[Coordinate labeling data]
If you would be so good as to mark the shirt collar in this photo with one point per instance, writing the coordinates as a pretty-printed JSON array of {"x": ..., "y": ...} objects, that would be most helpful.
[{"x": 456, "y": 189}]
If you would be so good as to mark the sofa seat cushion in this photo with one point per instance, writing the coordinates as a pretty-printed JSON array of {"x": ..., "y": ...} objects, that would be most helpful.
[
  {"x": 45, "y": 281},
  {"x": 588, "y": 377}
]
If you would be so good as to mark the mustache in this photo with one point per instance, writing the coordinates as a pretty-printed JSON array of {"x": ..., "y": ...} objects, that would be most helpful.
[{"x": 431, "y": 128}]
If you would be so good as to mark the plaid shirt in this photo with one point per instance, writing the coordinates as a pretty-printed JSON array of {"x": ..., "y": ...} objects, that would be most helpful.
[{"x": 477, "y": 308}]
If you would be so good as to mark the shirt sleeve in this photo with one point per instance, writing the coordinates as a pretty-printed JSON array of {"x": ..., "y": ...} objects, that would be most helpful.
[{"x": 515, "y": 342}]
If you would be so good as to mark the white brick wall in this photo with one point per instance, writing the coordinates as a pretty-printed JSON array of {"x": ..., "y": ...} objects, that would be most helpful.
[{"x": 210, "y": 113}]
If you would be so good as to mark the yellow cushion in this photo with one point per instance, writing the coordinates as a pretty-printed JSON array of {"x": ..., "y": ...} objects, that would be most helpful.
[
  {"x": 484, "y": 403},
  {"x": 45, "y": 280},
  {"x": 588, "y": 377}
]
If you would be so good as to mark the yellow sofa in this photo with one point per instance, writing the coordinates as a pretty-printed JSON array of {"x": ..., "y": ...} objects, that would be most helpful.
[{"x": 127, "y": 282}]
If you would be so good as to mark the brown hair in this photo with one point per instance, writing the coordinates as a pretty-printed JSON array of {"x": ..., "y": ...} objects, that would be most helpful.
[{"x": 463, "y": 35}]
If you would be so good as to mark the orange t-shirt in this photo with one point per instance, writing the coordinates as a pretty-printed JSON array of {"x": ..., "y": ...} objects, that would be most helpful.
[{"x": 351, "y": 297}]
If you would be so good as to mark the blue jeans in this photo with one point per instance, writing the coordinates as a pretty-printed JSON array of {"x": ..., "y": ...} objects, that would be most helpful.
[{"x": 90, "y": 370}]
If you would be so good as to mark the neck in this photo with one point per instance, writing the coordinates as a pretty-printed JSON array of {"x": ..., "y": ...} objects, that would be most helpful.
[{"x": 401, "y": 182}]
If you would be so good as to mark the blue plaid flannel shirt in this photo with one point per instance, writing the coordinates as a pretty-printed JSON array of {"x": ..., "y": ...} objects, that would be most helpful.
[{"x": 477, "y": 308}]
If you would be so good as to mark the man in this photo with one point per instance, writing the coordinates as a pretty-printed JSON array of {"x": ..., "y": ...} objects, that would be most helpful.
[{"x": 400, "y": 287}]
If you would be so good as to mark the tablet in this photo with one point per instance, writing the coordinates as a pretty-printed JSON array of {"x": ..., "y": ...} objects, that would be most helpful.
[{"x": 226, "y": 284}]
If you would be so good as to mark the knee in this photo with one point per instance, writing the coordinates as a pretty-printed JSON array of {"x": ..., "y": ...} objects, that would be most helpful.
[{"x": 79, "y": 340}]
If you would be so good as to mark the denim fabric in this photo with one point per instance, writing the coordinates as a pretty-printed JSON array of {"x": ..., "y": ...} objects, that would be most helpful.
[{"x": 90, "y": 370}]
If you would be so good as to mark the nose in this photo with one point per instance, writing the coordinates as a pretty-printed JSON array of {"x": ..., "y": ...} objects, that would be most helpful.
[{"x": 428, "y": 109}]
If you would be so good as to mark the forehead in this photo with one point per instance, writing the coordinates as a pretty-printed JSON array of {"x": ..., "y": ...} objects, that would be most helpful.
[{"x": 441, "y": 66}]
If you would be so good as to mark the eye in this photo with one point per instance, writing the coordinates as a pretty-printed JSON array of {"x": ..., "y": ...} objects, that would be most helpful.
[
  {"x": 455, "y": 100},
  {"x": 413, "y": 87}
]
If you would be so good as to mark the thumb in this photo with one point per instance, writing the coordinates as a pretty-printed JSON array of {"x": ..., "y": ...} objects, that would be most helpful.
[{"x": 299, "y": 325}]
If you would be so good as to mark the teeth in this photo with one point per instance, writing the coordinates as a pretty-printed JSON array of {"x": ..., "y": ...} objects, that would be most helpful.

▸ **What is required**
Write an exact transcription of every entry above.

▸ **Result**
If you would be so good as to mark the shirt collar in this photo with one point per instance, writing the coordinates as a pretty-printed JSON array of {"x": ..., "y": ...} objects, that would be most helpful.
[{"x": 456, "y": 189}]
If you would be so good as to mark the sofa seat cushion in this photo with one point per instance, writing the coordinates as a pretty-printed JSON array of {"x": ..., "y": ...} objects, that would be most helpful.
[
  {"x": 45, "y": 281},
  {"x": 588, "y": 377}
]
If you would be so good as to mark the mustache in this photo with one point per instance, writing the coordinates as a pretty-printed JSON array of {"x": ..., "y": ...} objects, that would be most helpful.
[{"x": 431, "y": 128}]
If you would be so good as to mark the plaid shirt in this photo with one point per instance, writing the coordinates as a pretty-printed JSON array of {"x": ..., "y": ...} objects, that would be most helpful.
[{"x": 477, "y": 308}]
If you would be so good as to mark the shirt sleeve in this photo with one point per instance, writing the coordinates as a pretty-printed JSON array of {"x": ..., "y": ...} objects, that would be most helpful.
[{"x": 515, "y": 342}]
If you would be so good as to mark the white brick wall in this photo with one point per instance, writing the coordinates as a pretty-printed JSON array of {"x": ..., "y": ...} objects, that would be most helpful.
[{"x": 210, "y": 113}]
If you would be so good as to mark the yellow cushion in this photo with one point per instance, writing the coordinates as a pretty-printed JSON array of {"x": ..., "y": ...} objects, that would be most helpful.
[
  {"x": 484, "y": 403},
  {"x": 45, "y": 280},
  {"x": 588, "y": 377}
]
If you would be so good as to mark the yellow sofa in this photo with one point per instance, writing the coordinates as a pretty-printed JSON array of {"x": ..., "y": ...} objects, that would be most helpful.
[{"x": 127, "y": 282}]
If you would be so good as to mark the brown hair in this photo with one point per instance, writing the coordinates as a pretty-printed JSON array of {"x": ..., "y": ...} objects, that would be most helpful.
[{"x": 463, "y": 35}]
If you would be so good as to mark the orange t-shirt in this photo with one point per instance, writing the coordinates as a pretty-printed JSON array of {"x": ..., "y": ...} objects, that would be most helpful.
[{"x": 351, "y": 297}]
If you would be so good as to mark the blue jeans in this photo with one point per instance, writing the coordinates as a pretty-printed JSON array of {"x": ..., "y": ...} objects, that would be most helpful.
[{"x": 90, "y": 370}]
If you would be so good as to mark the neck in this photo with one point per instance, writing the coordinates as a pretty-printed JSON array of {"x": ..., "y": ...} objects, that would be most helpful.
[{"x": 401, "y": 182}]
If you would be so good as to mark the blue plaid flannel shirt in this photo with one point per instance, writing the coordinates as a pretty-printed JSON array of {"x": ..., "y": ...} objects, that would be most helpful.
[{"x": 477, "y": 308}]
If you would be so good as to mark the man in this photo with one point per instance, writing the coordinates as a pretty-printed JSON array of {"x": ..., "y": ...} objects, that would be most helpful.
[{"x": 400, "y": 287}]
If you would be so good as to mark the tablet in this photo with one point per instance, writing the coordinates as a pretty-printed JSON array of {"x": ..., "y": ...} objects, that would be most helpful.
[{"x": 226, "y": 284}]
If you would be so good as to mark the knee in this photo with one point per instance, writing the coordinates as a pretty-printed JSON array of {"x": ..., "y": ...} objects, that would be most helpful.
[{"x": 79, "y": 340}]
If you would be so good as to mark the denim fabric in this photo with one point per instance, writing the coordinates as a pretty-printed JSON array of {"x": ..., "y": ...} objects, that would be most helpful.
[{"x": 90, "y": 370}]
If you would be so good as to mark the nose in this photo with one point per instance, writing the coordinates as a pretty-printed JSON array of {"x": ..., "y": ...} objects, that would be most helpful.
[{"x": 428, "y": 109}]
If you would be so good as to mark the forehead in this photo with one point per instance, writing the coordinates as a pretty-printed JSON array of {"x": ..., "y": ...} objects, that would be most helpful.
[{"x": 441, "y": 66}]
If you would be so good as to mark the eye in this photo with one point per instance, writing the coordinates as a pretty-printed JSON array of {"x": ..., "y": ...} objects, that would be most helpful.
[
  {"x": 455, "y": 100},
  {"x": 413, "y": 87}
]
If you would be so good as to mark the thumb in this photo with one point per instance, writing the coordinates as a pretty-printed JSON array of {"x": ..., "y": ...} objects, that would be most helpful.
[{"x": 299, "y": 325}]
If you would be so good as to mark the teeth in this photo with one point per instance, writing the coordinates as a pretty-printed JSON array of {"x": ..., "y": ...} objects, that would be most helpful.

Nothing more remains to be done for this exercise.